This day has been absolutely perfect for 16-year-old Sophie Olivette. She got an A+ on her first speech ever, whipped the history exam, and played awesome field hockey. She can hardly wait to tell Dad. But after school, he has an announcement of his own: he has found a new true love and is divorcing Mother. Suddenly Sophie feels like she is the only grown-up in the house. Dad's girlfriend is a younger woman-in fact, she is Sophie's older sister's roommate at college. And Mother is too busy seeking her "Inner Self" to work on her failing marriage. Sophie's life becomes an endless soap opera with one heartbreaking episode after another, and she can't change channels. Award-winning author Caroline B. Cooney captivates young adults with her absorbing novels including The Face on the Milk Carton and Whatever Happened to Janie? Narrator Christina Moore underscores Sophie's outrage and hope as she struggles to rewrite her family's story to end "happily ever after."

Editorial Reviews

VOYA

The writing rings true....There is a strong sense of place...Most teens feel helpless at times and will certainly identify with this novel.

Publishers Weekly - Publisher's Weekly

Cooney (The Face on the Milk Carton) offers lighter fare than her usual thrillers with this intermittently engaging satire. Sophie Olivette bills her life as a soap opera: "There are probably many ways to break into soap operas, but one way, Sophie discovered, is just to stand there. As your parents lose their minds, their sense and their money, you will be the star," the story begins. The comparison is no exaggeration. Sophie's father has decided to marry Sophie's older sister's roommate, a college freshman; Sophie's mother, a New Age sort, spends her time at a gravel pit communing with stones, thinking of them as a latter-day Stonehenge. All Sophie can think of to retaliate is a hare-brained scheme involving the bulldozing of her own architecturally prestigious house, so that her father will not get the lucrative proceeds from his planned sale and will therefore not be able to finance his cushy life with wife No. 2. The dialogue is snappy, the narrative is full of pithy summaries of Sophie's feelings, and Mr. and Mrs. Olivette are clearly ridiculous, but Cooney doesn't get readers to laugh much. As tuned in as ever to her teen protagonists' feelings, she makes Sophie's pain and outrage feel all too real--a verisimilitude that doesn't sit well with farce. Ages 12-up. (Sept.) Copyright 1999 Cahners Business Information.

(Written tasks)
**A)** Answer these from the Sophie Olivette passage:
(i) Who is Dad's new girlfriend?
(ii) According to Publishers Weekly, where does Sophie's mother spend her time?
(iii) What age range does Publishers Weekly give for the book?
**B)** Condense the paragraph of the Sophie Olivette passage that opens "Cooney (The Face on the Milk Carton) offers lighter fare" into a shorter version that keeps its main facts.
**C)** Carry on the Sophie Olivette passage from the point where it ends.
The records come from a separate source and are unrelated to the Sophie Olivette passage.

(Extracted material)
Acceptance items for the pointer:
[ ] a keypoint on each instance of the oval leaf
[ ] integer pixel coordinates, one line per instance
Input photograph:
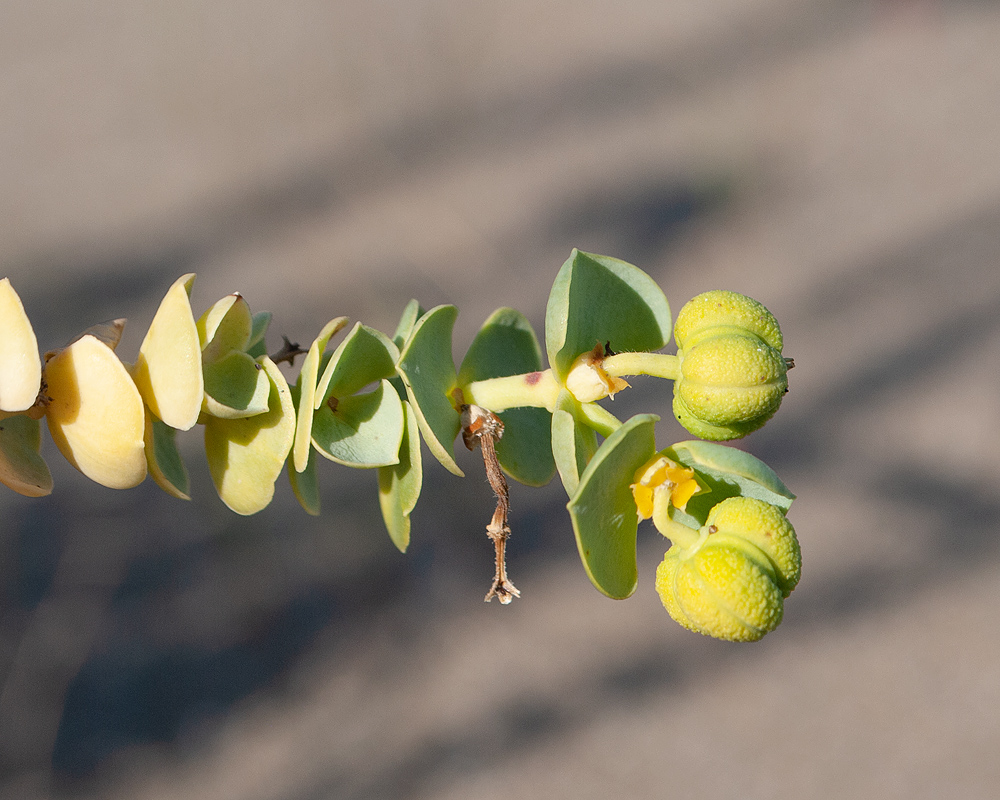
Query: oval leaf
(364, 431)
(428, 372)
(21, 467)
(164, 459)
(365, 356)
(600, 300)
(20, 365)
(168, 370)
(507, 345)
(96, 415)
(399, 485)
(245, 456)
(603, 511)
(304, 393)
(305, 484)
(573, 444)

(Solved tasks)
**A)**
(i) Sophie's older sister's roommate at college.
(ii) At a gravel pit, communing with stones.
(iii) Ages 12 and up.

**B)** Publishers Weekly calls the novel an intermittently engaging satire, lighter than Cooney's usual thrillers. Sophie sees her life as a soap opera. Her father plans to marry her older sister's roommate, a college freshman, and her New Age mother communes with stones at a gravel pit. To retaliate, Sophie schemes to bulldoze the family's architecturally prestigious house so that her father cannot profit from selling it and fund his life with his second wife. The dialogue is snappy and the parents are ridiculous, but the book rarely makes readers laugh, because Sophie's pain feels too real for farce. The review lists it for ages 12 and up.

**C)**
School Library Journal

Gr 7 Up-Sophie Olivette is about to be cast in a nightmarish soap opera filled with betrayal, angst, destruction, and lust. Unfortunately, the soap opera is not a television series; it is this teen's life. Her father announces to the family that he is filing for divorce in order to marry his older daughter's college roommate. The betrayal goes further as Sophie's mother flatly refuses to do anything about the situation-she is far too busy trying to find her inner self. The story continues to spiral out of control as both parents repeatedly abdicate their responsibilities. Cooney creates strong characters that draw readers into the action. The overriding sense of chaos and helplessness that Sophie feels is present on every page as the adults in her life throw her world into upheaval. There are bits of humor thrown in, along with a touch of romance, to balance the serious nature of the story. The author writes effectively for this audience and provides a hopeful ending. Sophie gracefully weathers the storm and learns that "survival [is] the act of reaching the last episode." An engaging read that is sure to be swept off the shelves.-Elaine Baran, Gwinnett County Public Library, Lawrenceville, GA Copyright 1999 Cahners Business Information.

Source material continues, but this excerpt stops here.